Available records -
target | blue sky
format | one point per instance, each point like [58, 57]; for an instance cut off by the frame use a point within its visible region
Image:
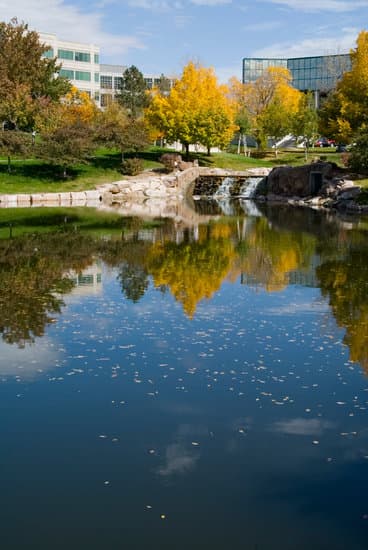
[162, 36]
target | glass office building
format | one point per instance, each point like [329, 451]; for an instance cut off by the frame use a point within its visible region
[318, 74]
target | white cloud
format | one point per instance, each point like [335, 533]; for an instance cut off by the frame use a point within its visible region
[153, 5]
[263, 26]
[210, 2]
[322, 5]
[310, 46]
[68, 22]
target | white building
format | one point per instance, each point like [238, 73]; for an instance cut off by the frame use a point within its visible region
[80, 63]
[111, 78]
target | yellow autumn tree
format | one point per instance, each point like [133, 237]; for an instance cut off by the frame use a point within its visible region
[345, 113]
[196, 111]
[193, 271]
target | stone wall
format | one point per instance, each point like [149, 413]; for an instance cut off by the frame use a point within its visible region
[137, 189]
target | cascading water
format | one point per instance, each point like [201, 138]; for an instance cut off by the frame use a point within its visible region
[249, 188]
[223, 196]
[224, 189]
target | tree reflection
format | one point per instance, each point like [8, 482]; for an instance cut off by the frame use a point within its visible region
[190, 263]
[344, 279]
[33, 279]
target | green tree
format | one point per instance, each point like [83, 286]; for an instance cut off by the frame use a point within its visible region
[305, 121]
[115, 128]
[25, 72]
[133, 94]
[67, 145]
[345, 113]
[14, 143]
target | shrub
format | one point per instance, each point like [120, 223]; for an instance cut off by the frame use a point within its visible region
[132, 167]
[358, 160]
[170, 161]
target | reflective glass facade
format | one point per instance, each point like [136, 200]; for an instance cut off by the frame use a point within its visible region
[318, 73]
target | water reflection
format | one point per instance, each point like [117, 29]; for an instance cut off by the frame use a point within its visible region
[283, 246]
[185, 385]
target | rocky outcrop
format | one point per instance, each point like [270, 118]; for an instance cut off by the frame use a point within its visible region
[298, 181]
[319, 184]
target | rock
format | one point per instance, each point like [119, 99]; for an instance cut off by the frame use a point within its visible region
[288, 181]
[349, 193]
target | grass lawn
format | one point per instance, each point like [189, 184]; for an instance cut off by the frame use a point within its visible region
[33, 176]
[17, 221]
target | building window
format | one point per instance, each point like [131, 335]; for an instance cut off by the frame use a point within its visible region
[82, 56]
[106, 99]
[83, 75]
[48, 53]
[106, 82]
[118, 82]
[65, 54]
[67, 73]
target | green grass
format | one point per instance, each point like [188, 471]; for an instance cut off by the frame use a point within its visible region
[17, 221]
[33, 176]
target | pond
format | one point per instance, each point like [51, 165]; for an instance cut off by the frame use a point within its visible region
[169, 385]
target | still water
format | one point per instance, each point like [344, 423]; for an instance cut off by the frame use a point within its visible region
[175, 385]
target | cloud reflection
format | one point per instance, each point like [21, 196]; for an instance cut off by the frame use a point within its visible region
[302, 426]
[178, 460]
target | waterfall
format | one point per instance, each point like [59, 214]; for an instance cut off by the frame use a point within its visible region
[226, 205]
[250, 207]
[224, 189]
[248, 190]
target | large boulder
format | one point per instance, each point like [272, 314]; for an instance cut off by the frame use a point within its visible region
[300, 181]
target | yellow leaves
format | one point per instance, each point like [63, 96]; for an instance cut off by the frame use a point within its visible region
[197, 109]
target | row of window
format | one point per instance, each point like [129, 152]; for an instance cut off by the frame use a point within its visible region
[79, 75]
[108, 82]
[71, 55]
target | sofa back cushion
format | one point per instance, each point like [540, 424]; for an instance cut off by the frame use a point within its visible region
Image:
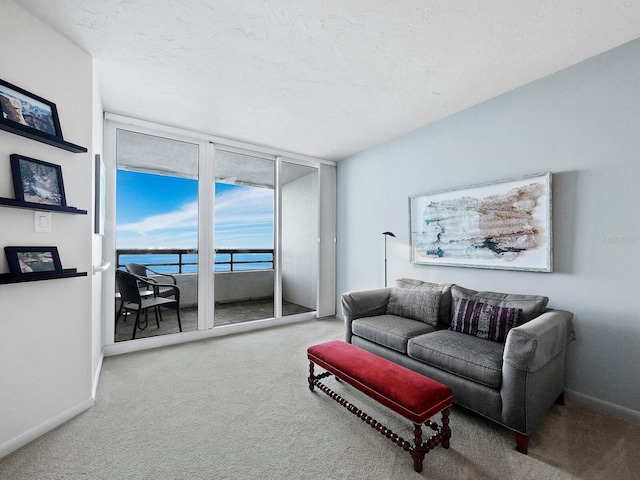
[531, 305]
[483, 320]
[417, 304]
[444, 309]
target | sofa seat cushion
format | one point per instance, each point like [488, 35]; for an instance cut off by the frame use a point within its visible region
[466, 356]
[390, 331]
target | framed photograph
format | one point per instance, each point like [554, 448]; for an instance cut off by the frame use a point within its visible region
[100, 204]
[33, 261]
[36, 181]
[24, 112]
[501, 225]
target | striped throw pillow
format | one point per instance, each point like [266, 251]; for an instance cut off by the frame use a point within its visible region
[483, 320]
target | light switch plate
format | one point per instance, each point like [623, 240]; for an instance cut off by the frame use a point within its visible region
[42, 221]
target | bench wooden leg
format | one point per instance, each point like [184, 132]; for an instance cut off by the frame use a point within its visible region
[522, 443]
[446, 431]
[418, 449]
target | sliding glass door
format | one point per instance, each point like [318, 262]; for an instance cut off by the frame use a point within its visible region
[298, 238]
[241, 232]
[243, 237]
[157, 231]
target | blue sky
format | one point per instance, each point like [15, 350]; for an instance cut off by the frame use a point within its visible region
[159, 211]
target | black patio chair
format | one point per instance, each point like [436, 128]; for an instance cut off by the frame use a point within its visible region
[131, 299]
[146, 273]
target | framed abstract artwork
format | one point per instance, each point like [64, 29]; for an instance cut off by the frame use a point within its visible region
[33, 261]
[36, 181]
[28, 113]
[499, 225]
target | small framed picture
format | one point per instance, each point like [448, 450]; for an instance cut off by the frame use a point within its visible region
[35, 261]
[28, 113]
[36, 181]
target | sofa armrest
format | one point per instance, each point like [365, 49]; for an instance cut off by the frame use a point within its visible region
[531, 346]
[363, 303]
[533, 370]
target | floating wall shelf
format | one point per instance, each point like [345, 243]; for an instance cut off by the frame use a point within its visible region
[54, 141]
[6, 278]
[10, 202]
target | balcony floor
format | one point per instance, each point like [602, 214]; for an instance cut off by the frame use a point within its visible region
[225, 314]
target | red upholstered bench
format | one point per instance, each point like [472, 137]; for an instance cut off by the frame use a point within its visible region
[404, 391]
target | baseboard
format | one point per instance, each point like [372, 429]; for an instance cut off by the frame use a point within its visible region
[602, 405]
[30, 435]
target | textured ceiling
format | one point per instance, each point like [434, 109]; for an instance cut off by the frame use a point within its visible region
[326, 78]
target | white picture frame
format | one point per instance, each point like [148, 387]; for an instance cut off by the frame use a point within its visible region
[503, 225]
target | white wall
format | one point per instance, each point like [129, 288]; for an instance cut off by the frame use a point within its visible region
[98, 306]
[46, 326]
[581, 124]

Directions for this task - Repeat all the data as it stands, dropping any images it holds.

Solution for this problem -
target | blue sky
format | one point per instance, each point like [58, 57]; for an instance cut off by the frame use a point within its visible region
Image:
[162, 36]
target | glass office building
format | one point per instance, each point like [329, 451]; for an instance cut off by the frame use a point within its visible region
[318, 74]
target | white cloud
format | one point per instance, each point like [335, 533]; for an instance cut off by the frame use a point within its visible region
[153, 5]
[263, 26]
[210, 2]
[322, 5]
[310, 46]
[68, 22]
target | white building
format | one point per instance, each point like [238, 73]; for an instance cut off by the frame use a point within its visible region
[80, 63]
[111, 78]
target | yellow autumn tree
format | one point per instance, each point like [133, 237]; for an instance cut off by the frame use a point within its visible region
[345, 113]
[196, 111]
[193, 271]
target | stone wall
format | one point per instance, each point like [149, 413]; for an instance cut off by the frame use a point within its visible region
[137, 189]
target | cascading water
format | one point per instance, each point like [201, 138]; for an instance cut off by the frame use a point within its visible region
[249, 188]
[223, 196]
[224, 189]
target | tree reflection
format | one point per instance, each point like [8, 482]; for an instance cut off by the frame use a point within its visible region
[190, 263]
[344, 279]
[33, 279]
target | green tree
format | one point per instance, each point like [83, 286]; for an instance cut off by the frame use a point within its visible region
[305, 121]
[115, 128]
[25, 72]
[133, 94]
[67, 145]
[345, 113]
[14, 143]
target | shrub
format | one point per instance, each point like [120, 223]; for an instance cut off by the frame use a point within its visible region
[132, 167]
[358, 160]
[170, 161]
target | reflective glass facade
format | one point per instance, each point like [136, 200]; for an instance cut off by the frame use a point within its visible region
[318, 73]
target | water reflection
format | one point per instance, each point like [117, 29]; for an instance cut off by the frame use a point within its visible region
[283, 246]
[185, 385]
target | rocky outcrop
format | one point per instance, each point like [270, 118]; for an instance cut off by the frame use a point within its visible region
[298, 181]
[319, 184]
target | rock
format | one point per instance, each point like [119, 99]; for an instance cut off by the frame use a point within its visible region
[288, 181]
[349, 193]
target | grass lawn
format | one point per instance, each point like [189, 184]; for an instance cut off by the frame use a point within its visible region
[33, 176]
[17, 221]
target | building window
format | one point per instance, each point like [131, 335]; for an instance cut off by the frame use a point within its visible region
[82, 56]
[106, 99]
[83, 75]
[48, 53]
[106, 82]
[118, 82]
[65, 54]
[67, 73]
target | green grass
format | one point per instance, each point like [188, 471]; for an instance cut off by the frame use a point within its visible region
[17, 221]
[33, 176]
target | pond
format | one point per instance, each point like [51, 165]; for an instance cut off by the frame use a point within its visible region
[169, 385]
target | still water
format | one point per instance, each point like [344, 423]; for an instance cut off by the frame use a point within its visible region
[175, 385]
target | cloud reflection
format | one point per instance, each point like [21, 196]; for an instance cut off by the frame use a point within its visible region
[302, 426]
[178, 460]
target | waterfall
format | one point per instance, each point like [59, 214]; for an instance cut off by the frame use a point within its visible region
[226, 205]
[250, 207]
[224, 189]
[248, 190]
target | large boulder
format | one point per instance, each point like [272, 314]; for an instance cut off by the frame use a point within its visible region
[300, 181]
target | yellow leaves
format | one point per instance, each point like [63, 96]; for an instance cut off by the frame use a point within its visible region
[197, 109]
target | row of window
format | one point per instance, each point like [129, 152]; for an instance cut off by the frame use a point within its visible region
[79, 75]
[108, 82]
[71, 55]
target | sofa back cushion
format | one point per instance, each point like [540, 424]; for an instance cut off by the frame use a point within its visible region
Image:
[531, 305]
[483, 320]
[417, 304]
[444, 309]
target | sofa seat cushion
format | one point per instance, each point like [488, 35]; for an instance cut off by the frame use a point within its visible region
[466, 356]
[390, 331]
target | framed photograph
format | one point per instance, each point like [554, 448]; for an instance cut off by the frame use a point within its visible region
[100, 204]
[33, 261]
[36, 181]
[24, 112]
[501, 225]
target | striped throw pillow
format | one point per instance, each point like [266, 251]; for an instance cut off by the frame use a point within its visible region
[483, 320]
target | light switch plate
format | one point per instance, each point like [623, 240]; for an instance cut off by the frame use a point within its visible region
[42, 221]
target | bench wooden leg
format | one point per instance, each point like [184, 132]; for an instance cut off by the frame use a point within its visible region
[522, 443]
[446, 431]
[418, 449]
target | sliding glass door
format | one point per instance, each point like [318, 262]; for an instance cut off by the frame use a point within its visible region
[298, 238]
[241, 232]
[243, 237]
[157, 231]
target | blue sky
format | one point per instance, each point like [15, 350]; for an instance cut off by the frame use a point within its visible region
[159, 211]
target | black patio chair
format | one point per instance, each point like [436, 128]; for an instance cut off by the frame use a point within its visible region
[131, 299]
[146, 273]
target | framed abstract artwork
format | one point per instance, each point like [64, 29]; for an instance cut off by the frame use a point within its visible region
[33, 261]
[36, 181]
[28, 113]
[499, 225]
target | small framed picture
format | one point per instance, each point like [448, 450]; for an instance cut off by the frame use a point within its visible region
[35, 261]
[28, 113]
[36, 181]
target | sofa armrest
format | one point per instance, each point like [365, 49]; for an instance cut off by the frame use a point within its visible region
[531, 346]
[363, 303]
[533, 370]
target | floating wall shelf
format | one point per instance, each point like [345, 243]; for an instance cut off by the frame use a point within its visible region
[54, 141]
[6, 278]
[10, 202]
target | balcony floor
format | one point per instance, each point like [602, 214]; for an instance cut off by the frame use a point within its visible region
[225, 314]
target | red upholstered bench
format | one point per instance, each point like [472, 137]; for an instance cut off by the frame use a point within its visible region
[404, 391]
target | baseboard
format | one point per instance, each point like [372, 429]; for an instance cut off by the frame use a point within its visible region
[602, 405]
[30, 435]
target | textured ceiling
format | one point per instance, each point like [434, 109]; for an instance cut off by the frame use a point within its visible region
[326, 78]
target | white picture frame
format | one point per instance, each point like [148, 387]; for an instance cut off by the frame use a point within its visible region
[503, 225]
target | white wall
format | one point per instance, each point like [129, 288]; for an instance cut off by the frame use a point within its visible region
[98, 306]
[46, 326]
[581, 124]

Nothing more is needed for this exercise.